Borse, così le “fake news” manipolano i mercati

“Fake news”. Una definizione cui vengono ricondotte molteplici situazioni: dagli errori giornalistici alla propaganda fino alla notizia falsa. Ebbene: nell’ambito della finanza l’accezione che interessa è quella di una finta rappresentazione della realtà. Una mistificazione, spesso, finalizzata ad alterare l’andamento delle quotazioni degli asset finanziari.

GUARDA IL VIDEO / Ecco come nasce una fake news
Alcuni casi
Simili situazioni, a ben vedere, sono sempre esistite. In tal senso, in un passato non troppo remoto, può ricordarsi l’hackeraggio dell’account Twitter dell’Associated Press nel 2013. Una mossa finalizzata a rilanciare la falsa notizia di una duplice esplosione alla Casa Bianca e del ferimento dell’allora presidente Usa Barack Obama. L’effetto? In pochi secondi l’S&P 500 perse più di 136 miliardi di dollari in capitalizzazione. Non solo. Corre alla mente anche la finta proposta di Opa su Avon e Rocky Mountain Chocolate “infilata” nel sistema informativo elettronico della Security exchange commission (Sec). Oppure il caso che ha coinvolto (insieme ad altre aziende) la società quotata Galena Biopharma. In quell’occasione la Sec accusò l’azienda e il suo Ceo di avere pagato, tramite una società di pubbliche relazioni, alcuni autori, che pubblicavano articoli su piattaforme informative in Internet (tra cui Seeking Alpha), per scrivere analisi positive sulla stessa società. Alla fine l’amministratore delegato e l’azienda biotech hanno transatto il procedimento con la Sec.

--- COMPITI DA SVOLGERE ---
1. Ritrascriva fedelmente, dal testo sulle fake news nei mercati finanziari, il passo che si apre con le parole contenenti "Borse, così le" e si chiude con "degli asset finanziari.".
2. Fornisca il seguito del testo sulle fake news nei mercati finanziari, cominciando subito dopo l'ultima frase riportata.

--- ESTRATTO DEI DATI ---
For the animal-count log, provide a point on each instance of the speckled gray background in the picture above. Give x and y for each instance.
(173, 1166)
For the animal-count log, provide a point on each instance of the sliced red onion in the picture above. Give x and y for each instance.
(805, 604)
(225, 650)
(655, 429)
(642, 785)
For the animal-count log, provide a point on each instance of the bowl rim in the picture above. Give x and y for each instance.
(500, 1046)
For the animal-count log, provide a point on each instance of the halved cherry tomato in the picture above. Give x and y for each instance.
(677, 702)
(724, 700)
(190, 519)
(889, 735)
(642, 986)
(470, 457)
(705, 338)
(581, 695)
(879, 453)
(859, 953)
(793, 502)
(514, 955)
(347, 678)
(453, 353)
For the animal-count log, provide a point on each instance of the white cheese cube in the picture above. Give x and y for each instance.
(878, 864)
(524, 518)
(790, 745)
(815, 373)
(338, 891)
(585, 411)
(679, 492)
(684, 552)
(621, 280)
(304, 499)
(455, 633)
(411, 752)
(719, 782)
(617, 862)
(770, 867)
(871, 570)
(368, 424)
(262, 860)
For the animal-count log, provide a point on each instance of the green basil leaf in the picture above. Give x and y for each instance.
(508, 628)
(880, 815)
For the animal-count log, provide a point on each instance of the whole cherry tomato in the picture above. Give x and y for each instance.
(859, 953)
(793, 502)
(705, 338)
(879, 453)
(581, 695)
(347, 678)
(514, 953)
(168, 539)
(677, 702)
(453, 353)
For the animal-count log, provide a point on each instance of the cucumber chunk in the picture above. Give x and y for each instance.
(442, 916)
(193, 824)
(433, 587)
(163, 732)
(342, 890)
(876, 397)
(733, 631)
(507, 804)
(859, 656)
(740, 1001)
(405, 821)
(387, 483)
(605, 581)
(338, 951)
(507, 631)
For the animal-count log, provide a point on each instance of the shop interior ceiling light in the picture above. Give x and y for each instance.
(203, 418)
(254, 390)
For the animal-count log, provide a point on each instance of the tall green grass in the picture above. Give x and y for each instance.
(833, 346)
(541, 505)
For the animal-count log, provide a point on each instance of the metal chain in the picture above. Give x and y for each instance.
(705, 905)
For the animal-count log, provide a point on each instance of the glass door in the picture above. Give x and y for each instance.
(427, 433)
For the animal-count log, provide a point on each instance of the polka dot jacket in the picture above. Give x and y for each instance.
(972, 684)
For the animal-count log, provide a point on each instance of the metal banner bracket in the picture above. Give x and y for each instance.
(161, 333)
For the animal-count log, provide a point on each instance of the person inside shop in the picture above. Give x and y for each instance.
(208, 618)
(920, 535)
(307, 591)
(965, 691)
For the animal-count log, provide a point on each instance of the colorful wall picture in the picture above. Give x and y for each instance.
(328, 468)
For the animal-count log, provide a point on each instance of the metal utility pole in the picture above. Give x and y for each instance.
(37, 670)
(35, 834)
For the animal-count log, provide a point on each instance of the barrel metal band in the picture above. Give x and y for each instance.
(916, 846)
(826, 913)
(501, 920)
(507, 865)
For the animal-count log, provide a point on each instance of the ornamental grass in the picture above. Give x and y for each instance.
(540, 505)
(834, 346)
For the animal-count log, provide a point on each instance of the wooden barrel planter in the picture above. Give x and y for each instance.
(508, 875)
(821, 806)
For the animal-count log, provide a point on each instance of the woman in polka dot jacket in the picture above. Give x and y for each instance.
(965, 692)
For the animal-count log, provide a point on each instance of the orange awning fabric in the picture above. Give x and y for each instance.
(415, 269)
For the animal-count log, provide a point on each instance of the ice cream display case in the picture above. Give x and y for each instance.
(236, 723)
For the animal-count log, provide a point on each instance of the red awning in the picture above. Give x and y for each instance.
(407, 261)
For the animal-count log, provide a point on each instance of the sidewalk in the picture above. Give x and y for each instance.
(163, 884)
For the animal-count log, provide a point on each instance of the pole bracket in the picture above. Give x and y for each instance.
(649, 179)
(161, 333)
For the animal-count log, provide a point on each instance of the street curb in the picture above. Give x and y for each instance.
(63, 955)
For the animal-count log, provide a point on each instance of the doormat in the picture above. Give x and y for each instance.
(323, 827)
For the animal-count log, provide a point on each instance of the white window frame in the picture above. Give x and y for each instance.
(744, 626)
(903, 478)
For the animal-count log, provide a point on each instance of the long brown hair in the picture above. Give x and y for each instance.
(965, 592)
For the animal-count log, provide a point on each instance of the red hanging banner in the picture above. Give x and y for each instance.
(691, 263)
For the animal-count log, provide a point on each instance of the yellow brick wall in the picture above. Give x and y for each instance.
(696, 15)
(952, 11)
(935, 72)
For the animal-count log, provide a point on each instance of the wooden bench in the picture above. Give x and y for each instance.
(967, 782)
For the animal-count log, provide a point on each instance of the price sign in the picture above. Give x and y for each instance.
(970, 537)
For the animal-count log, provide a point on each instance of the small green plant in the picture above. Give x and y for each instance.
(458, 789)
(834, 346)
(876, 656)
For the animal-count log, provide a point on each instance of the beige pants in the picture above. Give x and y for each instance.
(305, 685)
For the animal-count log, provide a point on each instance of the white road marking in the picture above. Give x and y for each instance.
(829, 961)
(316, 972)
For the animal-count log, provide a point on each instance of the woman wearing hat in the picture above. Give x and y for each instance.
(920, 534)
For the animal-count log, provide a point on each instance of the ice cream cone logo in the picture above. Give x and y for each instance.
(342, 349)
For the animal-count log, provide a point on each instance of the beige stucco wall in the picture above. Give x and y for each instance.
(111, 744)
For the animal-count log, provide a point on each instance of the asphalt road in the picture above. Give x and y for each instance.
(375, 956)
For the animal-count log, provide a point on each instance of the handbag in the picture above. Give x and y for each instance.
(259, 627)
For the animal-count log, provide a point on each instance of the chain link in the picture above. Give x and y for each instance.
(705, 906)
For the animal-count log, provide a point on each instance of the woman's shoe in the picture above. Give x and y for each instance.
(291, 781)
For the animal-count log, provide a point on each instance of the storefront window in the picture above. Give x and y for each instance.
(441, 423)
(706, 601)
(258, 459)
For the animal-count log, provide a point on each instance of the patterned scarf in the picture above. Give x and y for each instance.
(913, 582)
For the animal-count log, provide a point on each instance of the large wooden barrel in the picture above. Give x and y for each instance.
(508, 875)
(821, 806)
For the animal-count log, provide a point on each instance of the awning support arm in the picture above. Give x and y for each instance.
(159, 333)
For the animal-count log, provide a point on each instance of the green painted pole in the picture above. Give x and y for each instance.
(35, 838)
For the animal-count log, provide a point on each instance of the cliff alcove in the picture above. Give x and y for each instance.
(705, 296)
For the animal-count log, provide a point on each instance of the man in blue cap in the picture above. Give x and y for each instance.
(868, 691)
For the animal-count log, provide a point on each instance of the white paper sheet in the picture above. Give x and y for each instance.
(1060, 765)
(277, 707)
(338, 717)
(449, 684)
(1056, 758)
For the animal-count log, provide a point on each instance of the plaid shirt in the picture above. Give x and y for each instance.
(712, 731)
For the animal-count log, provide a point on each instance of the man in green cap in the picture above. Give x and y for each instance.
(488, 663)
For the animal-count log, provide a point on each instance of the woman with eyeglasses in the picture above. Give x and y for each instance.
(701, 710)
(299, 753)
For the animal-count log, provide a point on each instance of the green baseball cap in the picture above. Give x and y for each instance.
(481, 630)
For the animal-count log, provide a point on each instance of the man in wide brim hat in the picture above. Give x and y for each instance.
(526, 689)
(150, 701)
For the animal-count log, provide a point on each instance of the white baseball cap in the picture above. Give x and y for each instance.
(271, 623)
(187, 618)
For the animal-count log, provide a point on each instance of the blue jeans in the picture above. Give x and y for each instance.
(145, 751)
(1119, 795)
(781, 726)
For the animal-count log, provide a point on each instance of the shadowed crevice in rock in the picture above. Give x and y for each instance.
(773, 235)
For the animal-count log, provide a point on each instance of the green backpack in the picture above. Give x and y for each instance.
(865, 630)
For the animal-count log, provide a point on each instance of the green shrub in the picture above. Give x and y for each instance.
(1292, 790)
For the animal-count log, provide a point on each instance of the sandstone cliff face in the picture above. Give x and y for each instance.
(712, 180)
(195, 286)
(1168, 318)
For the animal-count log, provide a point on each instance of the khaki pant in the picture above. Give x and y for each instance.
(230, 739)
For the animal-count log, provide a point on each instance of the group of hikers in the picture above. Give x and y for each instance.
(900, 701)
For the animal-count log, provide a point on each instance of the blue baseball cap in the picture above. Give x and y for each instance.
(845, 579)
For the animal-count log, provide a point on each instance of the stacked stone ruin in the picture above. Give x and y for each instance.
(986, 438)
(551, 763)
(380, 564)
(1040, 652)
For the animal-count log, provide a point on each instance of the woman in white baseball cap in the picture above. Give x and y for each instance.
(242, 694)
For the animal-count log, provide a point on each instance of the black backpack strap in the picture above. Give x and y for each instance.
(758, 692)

--- RISPOSTE IN ORDINE ---
1.
Borse, così le “fake news” manipolano i mercati

“Fake news”. Una definizione cui vengono ricondotte molteplici situazioni: dagli errori giornalistici alla propaganda fino alla notizia falsa. Ebbene: nell’ambito della finanza l’accezione che interessa è quella di una finta rappresentazione della realtà. Una mistificazione, spesso, finalizzata ad alterare l’andamento delle quotazioni degli asset finanziari.

2.
Tutto come sempre..oppure no
Ciò detto l’obiezione è spontanea: dov è la novità? Situazioni simili, per l’appunto, sono sempre esistite e sempre esisteranno. Vero! E, tuttavia, una differenza con il passato esiste: è andato via via creandosi un sistema borsistico che, nonostante i molteplici interventi finalizzati a “stringere le maglie” (non da ultimo la Mifid2), agevola l’impatto delle “fake news” sui mercati. Vediamo di spiegarci.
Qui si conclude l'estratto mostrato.